== Exercise brief ==
Answer from the excerpted passage:
(a) How old was Muhammad?
(b) What did the writer create for a school history day project?
(c) In the final reply, what does the writer say they will implement?

━━━━━ Excerpted passage ━━━━━

Trying to contain my tears, I watched the documentary on Al Jazeera news channel about a two year old Palestinian boy named Muhammad who died minutes before his medication could reach him. The Israeli government didn't permit him to leave the strip for medical care, not until after two years of hard labor for his father to obtain a one day visa. Muhammad reached Tel Aviv too late. I was taken aback, it reminded of my roots of my strenuous journey from Afghanistan to the land of the free. I had to go through a similar journey to get to where I am today. Fortunately unlike Muhammad I was able to escape to freedom or better said to my savior. At that instance I knew that I needed to do something to prevent such differences, rob the lives of thousands of helpless children.

I began a frenzied search for career paths that would help make a difference in lives such as baby Muhammad's. But, I soon realized I do not have to specialize in any career to aid children in need. I could start with what I have now. I created a website for a school history day project about the Israel Palestine conflict to help spread the word about children such as Muhammad. My friends were outraged and had no idea that conflicts such as these existed in other parts of the world. This enabled me to truly value the freedom that I now have in America and reflect on my life valuing each day a little bit more. Batman's quote best represents my feelings now: "It's not who I am underneath, but what I do that defines me."

flash king 1 / 4  
Dec 29, 2011   #2
I like the answer you gave to this question, you definitely went into an idea/experience that has been important to your intellectual development. I found a few grammatical errors, like the comma in the last sentence of your paragraph doesn't need to be there but should go after the word "fortunately" and "Muhammad" in your second to last sentence in the same paragraph. Really I would say just check your comma placement. Other than that, I like it.
OP Max8 1 / 3  
Dec 29, 2011   #3
Thank you for your feed back. I greatly appreciate it! I will implement the comma changes.

━━━━━ Listed records ━━━━━

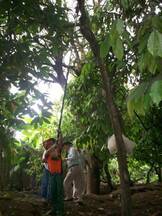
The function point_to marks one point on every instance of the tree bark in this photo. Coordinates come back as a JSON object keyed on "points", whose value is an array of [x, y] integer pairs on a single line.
{"points": [[113, 112], [93, 176], [108, 176]]}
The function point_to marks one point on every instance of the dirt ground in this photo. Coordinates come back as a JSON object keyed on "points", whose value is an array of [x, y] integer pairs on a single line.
{"points": [[147, 201]]}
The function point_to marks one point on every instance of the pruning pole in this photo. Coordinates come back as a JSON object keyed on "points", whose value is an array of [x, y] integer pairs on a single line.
{"points": [[63, 101]]}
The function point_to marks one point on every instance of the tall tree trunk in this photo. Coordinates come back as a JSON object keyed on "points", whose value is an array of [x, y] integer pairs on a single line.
{"points": [[1, 168], [108, 176], [93, 176], [158, 172], [148, 173], [113, 112]]}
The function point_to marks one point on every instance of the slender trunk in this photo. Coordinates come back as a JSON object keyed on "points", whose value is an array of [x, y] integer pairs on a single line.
{"points": [[108, 176], [158, 172], [112, 109], [93, 177], [148, 174], [1, 168]]}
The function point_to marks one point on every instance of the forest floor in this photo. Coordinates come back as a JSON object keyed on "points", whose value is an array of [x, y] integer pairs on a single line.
{"points": [[147, 201]]}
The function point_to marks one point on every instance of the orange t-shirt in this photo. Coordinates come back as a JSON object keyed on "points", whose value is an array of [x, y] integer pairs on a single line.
{"points": [[55, 165]]}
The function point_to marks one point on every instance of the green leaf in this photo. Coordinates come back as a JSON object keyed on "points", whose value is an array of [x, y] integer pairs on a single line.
{"points": [[118, 49], [154, 44], [120, 26], [152, 65], [156, 91], [104, 47], [125, 4]]}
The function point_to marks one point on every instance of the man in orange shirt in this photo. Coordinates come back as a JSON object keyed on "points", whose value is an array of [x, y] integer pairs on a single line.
{"points": [[54, 161]]}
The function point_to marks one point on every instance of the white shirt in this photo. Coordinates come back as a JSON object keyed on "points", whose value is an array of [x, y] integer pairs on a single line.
{"points": [[73, 157]]}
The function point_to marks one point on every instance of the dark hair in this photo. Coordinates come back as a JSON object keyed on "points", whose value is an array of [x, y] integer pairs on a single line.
{"points": [[53, 140]]}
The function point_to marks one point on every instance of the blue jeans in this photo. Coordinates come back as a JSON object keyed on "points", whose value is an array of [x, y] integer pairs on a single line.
{"points": [[45, 184]]}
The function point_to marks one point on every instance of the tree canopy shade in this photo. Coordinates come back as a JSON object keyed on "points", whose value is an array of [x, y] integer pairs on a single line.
{"points": [[115, 46]]}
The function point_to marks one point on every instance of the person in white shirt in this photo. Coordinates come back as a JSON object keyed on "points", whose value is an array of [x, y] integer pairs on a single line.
{"points": [[74, 176]]}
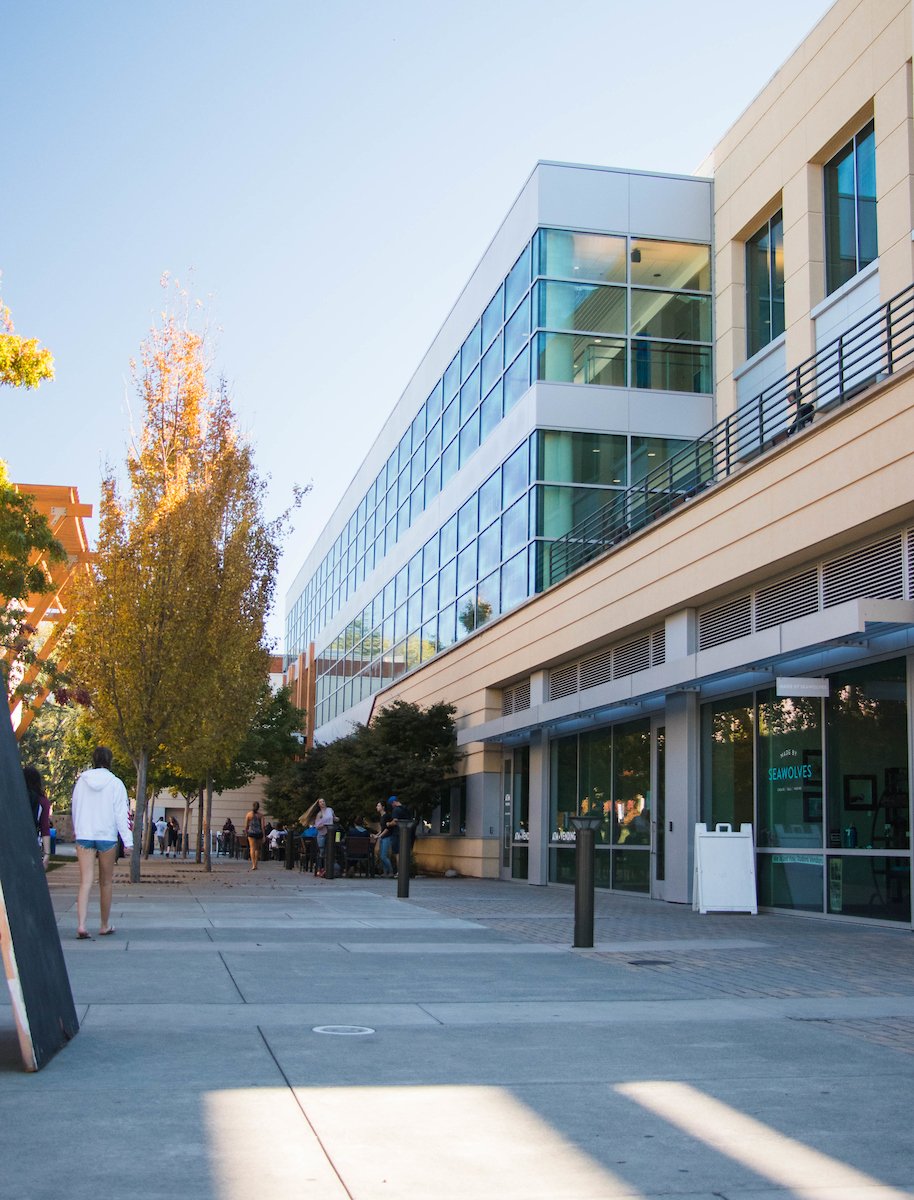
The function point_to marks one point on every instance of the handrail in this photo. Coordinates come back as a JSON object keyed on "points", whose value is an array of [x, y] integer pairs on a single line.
{"points": [[869, 351]]}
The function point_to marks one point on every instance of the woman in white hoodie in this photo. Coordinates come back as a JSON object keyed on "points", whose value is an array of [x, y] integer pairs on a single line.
{"points": [[100, 814]]}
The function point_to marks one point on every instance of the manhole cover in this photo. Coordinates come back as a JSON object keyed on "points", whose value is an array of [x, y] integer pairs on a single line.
{"points": [[343, 1031]]}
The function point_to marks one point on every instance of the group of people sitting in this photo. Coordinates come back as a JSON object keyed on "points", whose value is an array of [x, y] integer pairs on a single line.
{"points": [[382, 838]]}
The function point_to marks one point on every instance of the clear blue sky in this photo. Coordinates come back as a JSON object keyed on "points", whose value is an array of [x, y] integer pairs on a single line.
{"points": [[325, 177]]}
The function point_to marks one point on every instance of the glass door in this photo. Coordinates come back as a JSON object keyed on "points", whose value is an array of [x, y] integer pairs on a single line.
{"points": [[516, 814]]}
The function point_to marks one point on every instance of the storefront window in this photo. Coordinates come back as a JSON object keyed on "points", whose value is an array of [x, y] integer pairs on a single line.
{"points": [[789, 771]]}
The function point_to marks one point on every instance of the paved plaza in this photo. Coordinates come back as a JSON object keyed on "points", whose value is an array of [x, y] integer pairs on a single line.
{"points": [[268, 1035]]}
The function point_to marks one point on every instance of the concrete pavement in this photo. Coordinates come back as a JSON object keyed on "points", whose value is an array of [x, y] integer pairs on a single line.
{"points": [[275, 1036]]}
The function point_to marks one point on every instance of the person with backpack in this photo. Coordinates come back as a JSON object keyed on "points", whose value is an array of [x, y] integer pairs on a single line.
{"points": [[40, 810], [254, 833]]}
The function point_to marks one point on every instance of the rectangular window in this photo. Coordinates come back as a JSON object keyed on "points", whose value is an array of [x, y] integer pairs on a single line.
{"points": [[581, 358], [579, 306], [851, 240], [765, 285]]}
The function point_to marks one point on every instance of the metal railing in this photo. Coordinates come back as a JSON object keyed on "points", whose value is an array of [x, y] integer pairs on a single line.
{"points": [[867, 352]]}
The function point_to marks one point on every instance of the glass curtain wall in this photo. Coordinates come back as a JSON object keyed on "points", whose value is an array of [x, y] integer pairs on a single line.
{"points": [[577, 307], [606, 772]]}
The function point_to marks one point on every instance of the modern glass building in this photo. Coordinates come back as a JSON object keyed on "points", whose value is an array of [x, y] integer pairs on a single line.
{"points": [[577, 359]]}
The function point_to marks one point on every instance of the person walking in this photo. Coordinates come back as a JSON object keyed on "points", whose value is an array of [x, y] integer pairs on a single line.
{"points": [[324, 823], [254, 833], [40, 807], [100, 814]]}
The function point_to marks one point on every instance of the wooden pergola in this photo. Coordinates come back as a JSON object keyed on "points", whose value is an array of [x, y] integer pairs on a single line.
{"points": [[50, 612]]}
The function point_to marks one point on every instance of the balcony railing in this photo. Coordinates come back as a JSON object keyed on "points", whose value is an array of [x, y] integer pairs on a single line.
{"points": [[864, 354]]}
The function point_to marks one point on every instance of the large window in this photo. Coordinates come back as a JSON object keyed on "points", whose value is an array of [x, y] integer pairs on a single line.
{"points": [[851, 240], [765, 285]]}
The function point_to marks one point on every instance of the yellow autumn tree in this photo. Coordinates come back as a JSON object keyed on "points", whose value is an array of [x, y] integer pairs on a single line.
{"points": [[234, 595], [23, 361]]}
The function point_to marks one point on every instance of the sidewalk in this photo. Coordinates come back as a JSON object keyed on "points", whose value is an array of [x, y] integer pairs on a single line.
{"points": [[470, 1051]]}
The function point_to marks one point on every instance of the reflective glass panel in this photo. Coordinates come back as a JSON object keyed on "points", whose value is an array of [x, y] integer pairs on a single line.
{"points": [[513, 581], [581, 358], [513, 475], [448, 582], [491, 412], [491, 498], [434, 402], [469, 395], [469, 438], [449, 463], [467, 522], [450, 421], [513, 527], [579, 306], [517, 330], [489, 549], [470, 351], [452, 378], [671, 264], [558, 509], [449, 539], [671, 366], [517, 281], [517, 379], [649, 454], [492, 363], [583, 457], [582, 256], [671, 316], [492, 317]]}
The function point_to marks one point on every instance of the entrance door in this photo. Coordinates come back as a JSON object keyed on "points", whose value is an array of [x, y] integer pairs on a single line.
{"points": [[516, 814]]}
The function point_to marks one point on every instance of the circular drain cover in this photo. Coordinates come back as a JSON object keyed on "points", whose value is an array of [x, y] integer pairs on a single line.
{"points": [[343, 1031]]}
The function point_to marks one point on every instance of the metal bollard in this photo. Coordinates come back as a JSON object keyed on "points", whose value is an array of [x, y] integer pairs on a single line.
{"points": [[584, 833], [406, 846]]}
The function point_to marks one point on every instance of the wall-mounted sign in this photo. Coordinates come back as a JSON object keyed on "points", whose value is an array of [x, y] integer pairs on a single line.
{"points": [[795, 685]]}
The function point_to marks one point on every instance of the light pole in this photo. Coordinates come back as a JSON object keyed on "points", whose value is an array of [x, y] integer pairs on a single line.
{"points": [[584, 826], [406, 846]]}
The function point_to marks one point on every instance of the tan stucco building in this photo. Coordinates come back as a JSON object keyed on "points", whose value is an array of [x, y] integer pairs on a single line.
{"points": [[710, 613]]}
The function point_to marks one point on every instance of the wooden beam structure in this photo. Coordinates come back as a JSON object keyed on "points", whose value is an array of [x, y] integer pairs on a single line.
{"points": [[50, 612]]}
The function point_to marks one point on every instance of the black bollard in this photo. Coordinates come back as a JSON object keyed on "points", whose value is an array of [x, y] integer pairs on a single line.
{"points": [[406, 846], [584, 832]]}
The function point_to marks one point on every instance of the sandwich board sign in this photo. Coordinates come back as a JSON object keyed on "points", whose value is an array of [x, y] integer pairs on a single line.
{"points": [[725, 869], [29, 940]]}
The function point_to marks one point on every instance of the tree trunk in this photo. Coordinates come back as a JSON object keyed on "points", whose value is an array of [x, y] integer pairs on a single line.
{"points": [[199, 827], [139, 817], [208, 822], [185, 823]]}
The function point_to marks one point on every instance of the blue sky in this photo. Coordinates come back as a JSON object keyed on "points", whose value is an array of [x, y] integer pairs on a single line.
{"points": [[324, 178]]}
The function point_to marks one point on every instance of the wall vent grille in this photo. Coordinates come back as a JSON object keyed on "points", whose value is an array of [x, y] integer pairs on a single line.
{"points": [[596, 670], [871, 571], [516, 697], [787, 599], [632, 657], [659, 647], [564, 681], [725, 623]]}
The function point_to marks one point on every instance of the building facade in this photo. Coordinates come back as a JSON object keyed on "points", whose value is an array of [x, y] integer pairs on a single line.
{"points": [[720, 625]]}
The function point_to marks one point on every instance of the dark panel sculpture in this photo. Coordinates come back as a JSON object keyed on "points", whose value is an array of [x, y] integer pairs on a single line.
{"points": [[32, 955]]}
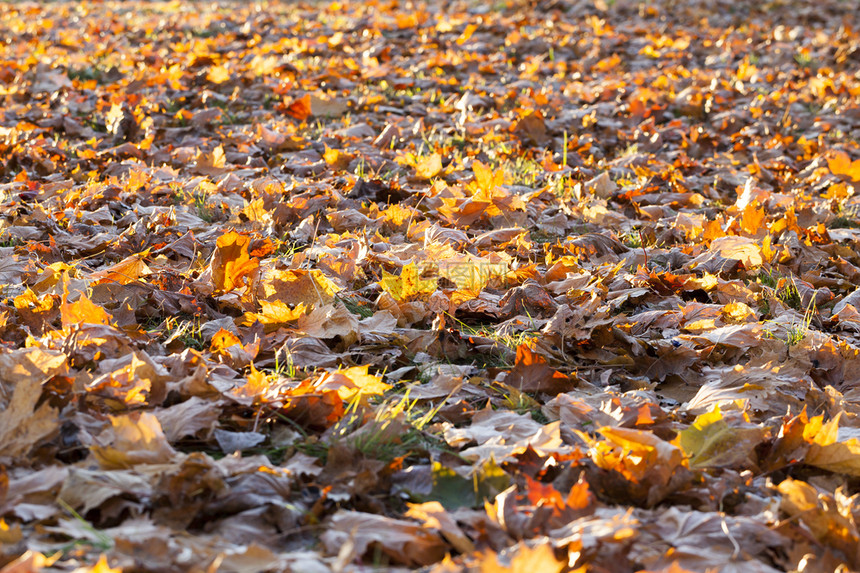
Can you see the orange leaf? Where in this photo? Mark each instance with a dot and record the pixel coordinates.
(300, 108)
(429, 167)
(840, 164)
(232, 266)
(126, 271)
(82, 311)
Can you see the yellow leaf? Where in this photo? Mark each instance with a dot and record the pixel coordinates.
(485, 178)
(356, 380)
(429, 166)
(294, 287)
(83, 311)
(828, 454)
(409, 285)
(710, 442)
(126, 271)
(275, 314)
(232, 266)
(21, 424)
(218, 74)
(101, 566)
(840, 164)
(138, 439)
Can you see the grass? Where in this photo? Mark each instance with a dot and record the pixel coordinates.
(182, 330)
(103, 542)
(397, 429)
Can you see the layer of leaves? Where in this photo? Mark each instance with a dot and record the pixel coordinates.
(564, 285)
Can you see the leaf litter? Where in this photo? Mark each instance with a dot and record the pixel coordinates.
(565, 285)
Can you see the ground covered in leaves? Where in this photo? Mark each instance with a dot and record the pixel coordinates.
(472, 286)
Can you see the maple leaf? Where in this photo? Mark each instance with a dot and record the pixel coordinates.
(840, 164)
(711, 442)
(408, 285)
(137, 439)
(429, 166)
(83, 311)
(232, 266)
(22, 425)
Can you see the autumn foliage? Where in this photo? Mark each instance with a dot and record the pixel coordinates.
(548, 286)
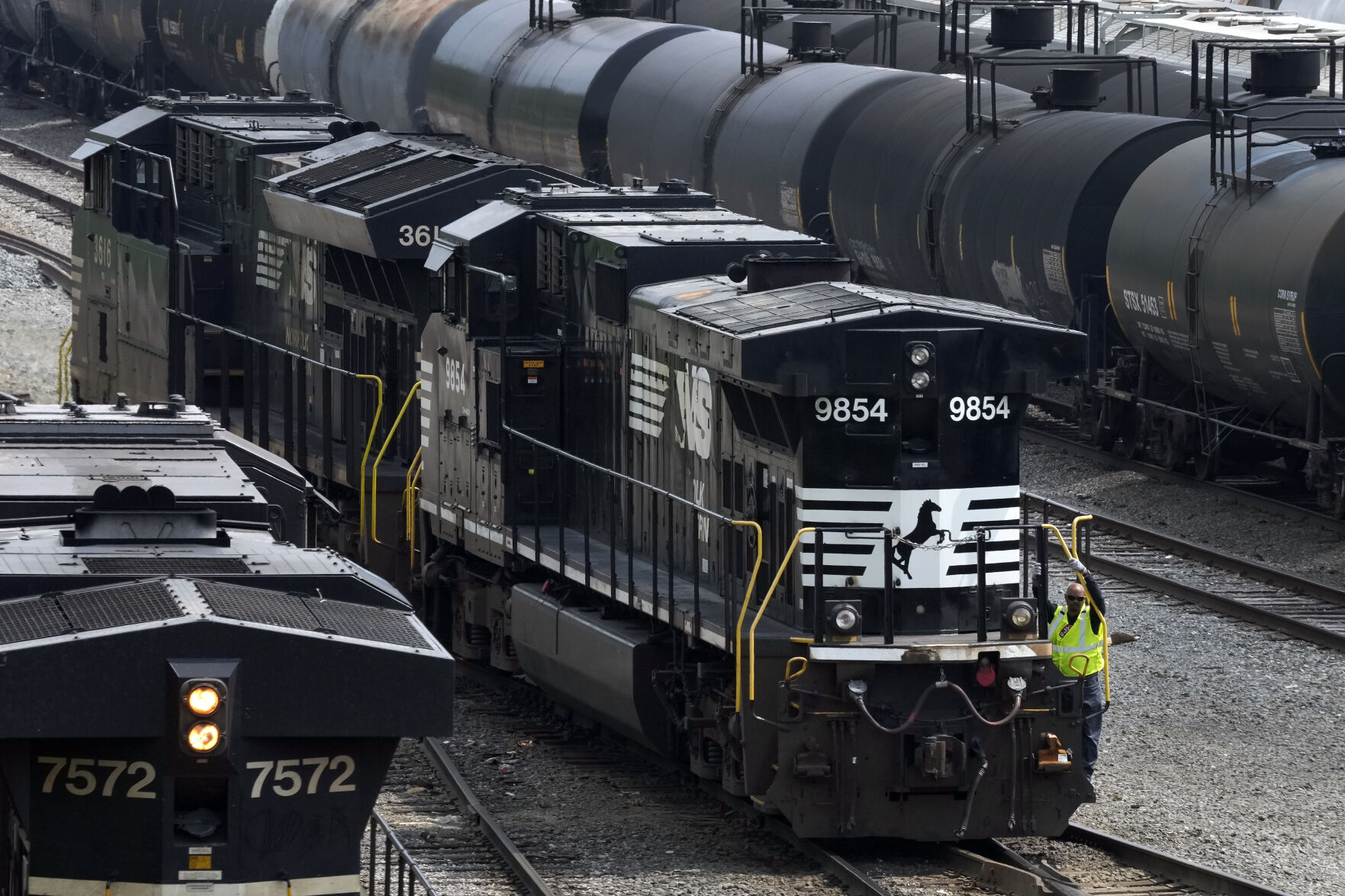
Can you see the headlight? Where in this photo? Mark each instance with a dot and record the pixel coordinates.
(845, 618)
(1020, 615)
(204, 737)
(204, 700)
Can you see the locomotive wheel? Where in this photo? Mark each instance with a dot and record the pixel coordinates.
(1134, 431)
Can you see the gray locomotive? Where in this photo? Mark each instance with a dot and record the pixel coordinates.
(187, 702)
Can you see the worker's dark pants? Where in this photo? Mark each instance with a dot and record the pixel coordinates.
(1092, 720)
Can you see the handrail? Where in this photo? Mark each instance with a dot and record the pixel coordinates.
(61, 355)
(409, 496)
(407, 872)
(368, 445)
(766, 600)
(391, 433)
(743, 614)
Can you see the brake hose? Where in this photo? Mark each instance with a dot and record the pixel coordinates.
(858, 688)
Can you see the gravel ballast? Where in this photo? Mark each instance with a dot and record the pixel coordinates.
(1224, 740)
(34, 316)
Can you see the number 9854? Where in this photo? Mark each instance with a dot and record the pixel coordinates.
(978, 408)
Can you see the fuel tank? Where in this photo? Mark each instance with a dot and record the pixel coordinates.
(1263, 302)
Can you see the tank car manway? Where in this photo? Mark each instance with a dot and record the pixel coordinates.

━━━━━

== Final answer ==
(a) Two years old.
(b) A website about the Israel Palestine conflict.
(c) The comma changes.